━━ Supplied entries ━━

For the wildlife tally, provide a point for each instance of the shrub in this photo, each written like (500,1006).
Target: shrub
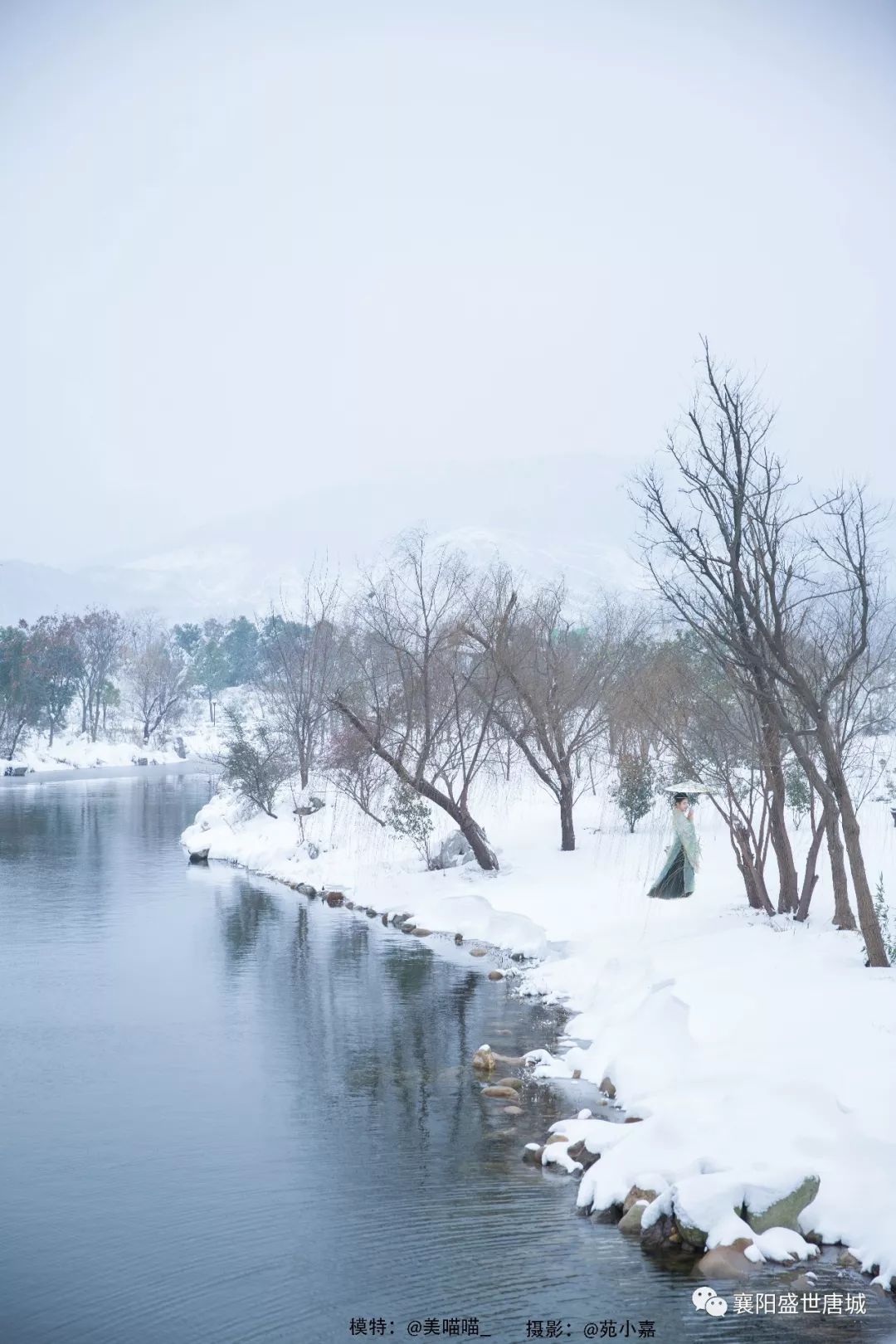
(254,763)
(407,815)
(635,788)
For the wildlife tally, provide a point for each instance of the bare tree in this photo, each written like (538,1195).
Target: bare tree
(785,593)
(299,671)
(254,763)
(557,678)
(158,672)
(410,684)
(100,639)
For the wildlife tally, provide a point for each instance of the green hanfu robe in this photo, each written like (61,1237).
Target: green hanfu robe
(683,860)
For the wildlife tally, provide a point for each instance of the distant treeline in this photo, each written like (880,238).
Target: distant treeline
(88,668)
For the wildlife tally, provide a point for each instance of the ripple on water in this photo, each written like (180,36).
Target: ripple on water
(231,1114)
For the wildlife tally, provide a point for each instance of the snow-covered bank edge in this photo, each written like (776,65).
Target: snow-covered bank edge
(752,1051)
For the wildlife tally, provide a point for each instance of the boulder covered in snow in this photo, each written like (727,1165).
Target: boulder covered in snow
(455,851)
(727,1261)
(306,806)
(631,1220)
(762,1211)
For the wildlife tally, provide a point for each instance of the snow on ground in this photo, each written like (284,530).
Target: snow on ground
(757,1051)
(74,750)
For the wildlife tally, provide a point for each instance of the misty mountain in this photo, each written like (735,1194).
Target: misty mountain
(543,516)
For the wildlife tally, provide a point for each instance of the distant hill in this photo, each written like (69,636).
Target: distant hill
(566,514)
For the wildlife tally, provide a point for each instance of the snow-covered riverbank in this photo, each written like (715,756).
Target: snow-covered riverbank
(754,1050)
(75,752)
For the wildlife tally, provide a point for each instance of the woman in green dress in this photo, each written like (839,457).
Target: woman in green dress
(683,860)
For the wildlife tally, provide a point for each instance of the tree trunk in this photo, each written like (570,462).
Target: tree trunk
(811,877)
(457,811)
(844,917)
(750,869)
(475,835)
(778,823)
(567,830)
(868,921)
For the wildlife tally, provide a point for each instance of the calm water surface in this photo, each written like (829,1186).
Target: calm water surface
(229,1114)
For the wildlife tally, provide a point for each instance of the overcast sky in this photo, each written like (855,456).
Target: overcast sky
(256,246)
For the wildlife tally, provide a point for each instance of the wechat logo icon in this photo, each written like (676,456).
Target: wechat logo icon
(707,1300)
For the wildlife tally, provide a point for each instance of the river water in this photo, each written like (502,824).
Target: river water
(229,1114)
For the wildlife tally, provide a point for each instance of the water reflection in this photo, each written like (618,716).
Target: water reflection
(232,1114)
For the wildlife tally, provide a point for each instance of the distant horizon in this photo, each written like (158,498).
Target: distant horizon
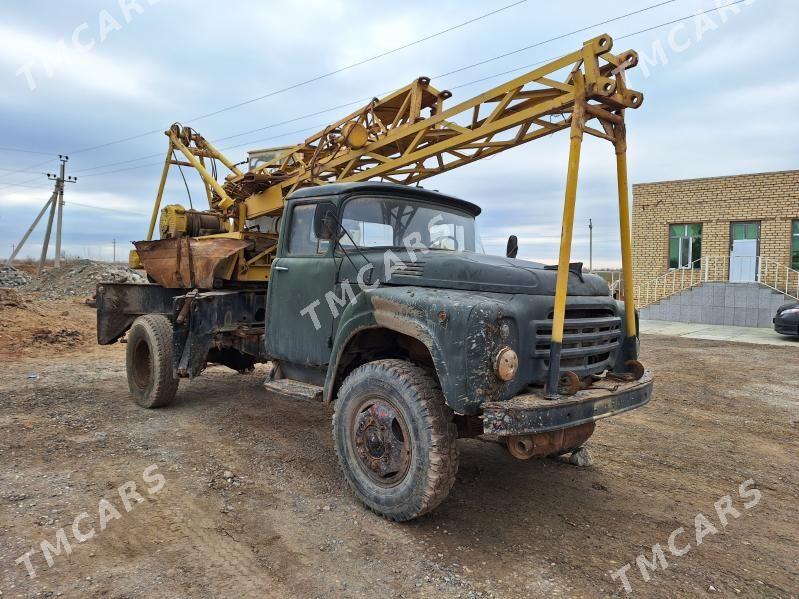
(119,88)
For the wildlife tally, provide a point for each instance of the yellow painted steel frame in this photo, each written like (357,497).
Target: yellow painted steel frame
(409,136)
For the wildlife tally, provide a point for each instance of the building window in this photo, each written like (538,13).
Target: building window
(685,245)
(745,231)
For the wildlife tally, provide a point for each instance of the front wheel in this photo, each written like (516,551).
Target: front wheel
(395,439)
(149,361)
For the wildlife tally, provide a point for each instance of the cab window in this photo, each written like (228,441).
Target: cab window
(302,241)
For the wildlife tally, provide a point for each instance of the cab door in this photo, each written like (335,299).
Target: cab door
(298,318)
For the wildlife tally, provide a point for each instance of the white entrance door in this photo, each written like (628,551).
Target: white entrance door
(743,261)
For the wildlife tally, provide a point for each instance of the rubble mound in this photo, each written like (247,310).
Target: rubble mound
(12,277)
(80,278)
(62,336)
(11,298)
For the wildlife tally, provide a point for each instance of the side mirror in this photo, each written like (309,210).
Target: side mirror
(325,221)
(513,247)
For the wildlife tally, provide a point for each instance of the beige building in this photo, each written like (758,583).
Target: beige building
(737,226)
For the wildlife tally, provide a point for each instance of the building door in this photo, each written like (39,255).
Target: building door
(743,253)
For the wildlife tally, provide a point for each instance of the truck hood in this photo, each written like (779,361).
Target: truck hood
(481,272)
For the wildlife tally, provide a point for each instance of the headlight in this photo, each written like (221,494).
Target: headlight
(506,364)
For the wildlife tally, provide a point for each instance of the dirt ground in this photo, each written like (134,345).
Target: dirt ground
(252,502)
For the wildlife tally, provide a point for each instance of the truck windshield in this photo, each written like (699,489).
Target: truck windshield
(399,222)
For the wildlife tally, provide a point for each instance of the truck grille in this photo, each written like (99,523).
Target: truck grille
(590,336)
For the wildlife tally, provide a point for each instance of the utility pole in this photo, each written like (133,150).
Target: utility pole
(32,227)
(60,180)
(56,201)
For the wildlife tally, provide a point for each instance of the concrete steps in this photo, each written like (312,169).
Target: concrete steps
(732,304)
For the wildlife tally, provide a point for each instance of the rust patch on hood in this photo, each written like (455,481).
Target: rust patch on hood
(186,262)
(402,318)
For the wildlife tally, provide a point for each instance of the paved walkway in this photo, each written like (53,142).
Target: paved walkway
(717,332)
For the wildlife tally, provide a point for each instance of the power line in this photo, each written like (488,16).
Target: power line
(27,169)
(312,79)
(104,209)
(24,151)
(556,38)
(363,100)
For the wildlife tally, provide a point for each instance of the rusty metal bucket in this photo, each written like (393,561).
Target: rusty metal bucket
(187,262)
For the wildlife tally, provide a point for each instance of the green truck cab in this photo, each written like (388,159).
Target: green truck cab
(381,302)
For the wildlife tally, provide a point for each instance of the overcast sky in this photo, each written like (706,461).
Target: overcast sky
(720,98)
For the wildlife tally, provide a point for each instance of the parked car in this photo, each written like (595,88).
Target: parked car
(786,321)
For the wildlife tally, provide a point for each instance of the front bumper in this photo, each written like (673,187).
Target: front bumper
(530,413)
(786,325)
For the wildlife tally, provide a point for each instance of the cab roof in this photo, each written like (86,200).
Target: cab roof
(421,193)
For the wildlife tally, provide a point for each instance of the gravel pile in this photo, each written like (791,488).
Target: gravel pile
(80,278)
(11,277)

━━━

_Objective_
Give back the whole listing as it stands, minus its pictures.

_Final result_
For the wildlife tally, provide a point for each instance of the shrub in this photo, each written like (500,1006).
Target: shrub
(254,763)
(407,815)
(635,788)
For the wildlife tally, provide a point for each instance of the bare tree in this photo, each written like (538,1195).
Target: bare tree
(785,593)
(299,671)
(254,763)
(557,678)
(158,672)
(410,684)
(100,639)
For the wildlife tally, provide a point for each instance of the green hanfu robe in this photo, each written like (61,1237).
Target: green hanfu robe
(683,860)
For the wildlife tally, provide a point for each instance of the distant treeline in this photo, each written like (880,238).
Target: distant treeline
(88,668)
For the wildlife tally, provide a point for each instance of the ripple on water in this photo, each written like (180,36).
Target: ripple on water
(231,1114)
For the wildlife tally, provide a point for each instance of the snow-covered bank edge in this photo, each written like (776,65).
Target: snow-covered bank edge
(752,1051)
For the wildlife tally, provide a point for each instance of the boulder covered in snow in this photo, each written like (727,1165).
Target: boulder covered in snow
(455,851)
(727,1261)
(306,806)
(631,1220)
(762,1211)
For the wildlife tally, provide a point for each instance of the snow on ground in this photo, each written like (284,530).
Target: snow on ground
(757,1051)
(74,750)
For the wildlife tally, provide a point for each instance of the misty mountain in this photo, each written like (735,1194).
Target: misty mountain
(543,516)
For the wildlife tally, provide a point for each instance of the distant hill in this photo, each written like (69,636).
Target: distant hill
(566,514)
For the wildlife tally, provide a point for each instance of the snow-covered riverbank in this photo, each written like (715,756).
Target: snow-covered riverbank
(754,1050)
(75,752)
For the wildlife tally, provide a point for each instance of the woman in green dress in this photo, each written like (839,457).
Target: woman in green dress
(683,860)
For the wildlife tally, provide a point for each instance of the tree trunk in this photo, each written like (570,462).
Target: tree trunk
(811,877)
(457,811)
(844,917)
(750,869)
(475,835)
(778,823)
(567,830)
(868,921)
For the wildlife tally, provide a point for each instance of the calm water surface in this photo, each written like (829,1186).
Target: calm water surface
(229,1114)
For the wildlife tally, provide a point for each instance of the overcast sky in this photo, each written like (855,456).
Target: overcast sky
(256,246)
For the wildlife tally, provide a point for each instance of the wechat logo icon in this photo, each written like (676,456).
Target: wechat logo icon
(707,1300)
For the wildlife tally, provide a point for each instance of the river water in this photo, each written like (502,824).
Target: river water
(229,1114)
For the wildlife tally, provide a point for each instance of the water reflection in this photo, each written like (618,716).
Target: water reflection
(232,1114)
For the wildlife tally, provide a point for each instance of the distant horizon in this photo, each written like (158,498).
Target: distant horizon
(119,88)
For the wildlife tally, provide a point for each instance of the yellow painted steel frame in this photo, each written like (357,497).
Target: yellow painted steel frame
(409,136)
For the wildlife tally, provide a point for each instance of the building window in this photo, each written like (538,13).
Target: building window
(685,245)
(745,231)
For the wildlife tally, provide a point for each instance of the front wheel in this photo, each written like (516,551).
Target: front wheel
(395,439)
(149,361)
For the wildlife tally, provide a point for each instance of the cab window in this photo, each written like (228,441).
Target: cab window
(302,241)
For the wildlife tally, provide a point for each instance of the cab door in this photo, each written like (335,299).
Target: cab door
(298,318)
For the wildlife tally, provide a point for each instance of the white entrance door in this photo, each written like (628,551).
Target: white entrance door
(743,261)
For the wildlife tally, provide a point for each instance of the rubble mound in this photo, each written like (247,310).
Target: rubble mound
(12,277)
(80,278)
(62,336)
(11,298)
For the wildlife tally, provide a point for each instance of the side mirror in this photo, each written like (309,210).
Target: side mirror
(325,221)
(513,247)
For the wildlife tally, provide a point for each instance of the beige building in this photo, each written like (758,583).
Target: beige building
(737,226)
For the wildlife tally, provide a point for each instance of the building door in this photo, each written like (39,255).
Target: building door
(743,253)
For the wildlife tally, provide a point for each instance of the truck hood in this photo, each written like (779,361).
Target: truck hood
(481,272)
For the wildlife tally, provide a point for each instance of the headlight in this photo, each written like (221,494).
Target: headlight
(506,364)
For the wildlife tally, provide a point for each instance of the dirt ground in this photo, each written like (134,345).
Target: dirt ground
(252,502)
For the wildlife tally, provide a point for each instance of the truck windshield in this photo, each written like (699,489).
Target: truck windshield
(399,222)
For the wildlife tally, provide a point for each instance of the truck grille in this photo, each written like (99,523).
Target: truck grille
(590,336)
For the wildlife tally, provide a point for each instance of the utility pole in this photo, each written like (133,150).
Target: utility pole
(32,227)
(60,180)
(56,201)
For the wildlife tally, provide a point for each instance of the concrete steps in this photo, each written like (312,169).
Target: concrete steps
(732,304)
For the wildlife tally, provide a point for each instance of the rust patch on hood in this photo, each written like (455,481).
Target: rust patch on hood
(186,262)
(402,318)
For the wildlife tally, provide a point for each instance of the paved walkway in this photo, each written like (53,142).
Target: paved walkway
(717,332)
For the wildlife tally, provide a point for each instance of the power line in this photo, each written like (488,16).
Target: power line
(27,169)
(312,79)
(104,209)
(24,151)
(556,38)
(363,100)
For the wildlife tally, provide a point for each instance of the rusty metal bucket in this photo, each written like (393,561).
Target: rusty metal bucket
(187,262)
For the wildlife tally, provide a point for each instance of the green truck cab in this photo, each written like (388,159).
Target: green truck cab
(381,302)
For the wildlife tally, provide a point for each instance of the overcast sky in this photo, each written like (706,461).
Target: overcast sky
(720,98)
For the wildlife tally, provide a point for each instance of the parked car in this photo, each written like (595,88).
Target: parked car
(786,321)
For the wildlife tally, provide a point for each instance of the front bumper in this photo, each written like (673,187).
Target: front bumper
(530,413)
(786,325)
For the wildlife tally, provide a point for each instance of the cab roof in this photo, each written like (86,200).
Target: cab roof
(421,193)
For the wildlife tally, provide a point for each instance of the gravel pile in this photo, each written like (791,488).
Target: gravel pile
(80,278)
(11,277)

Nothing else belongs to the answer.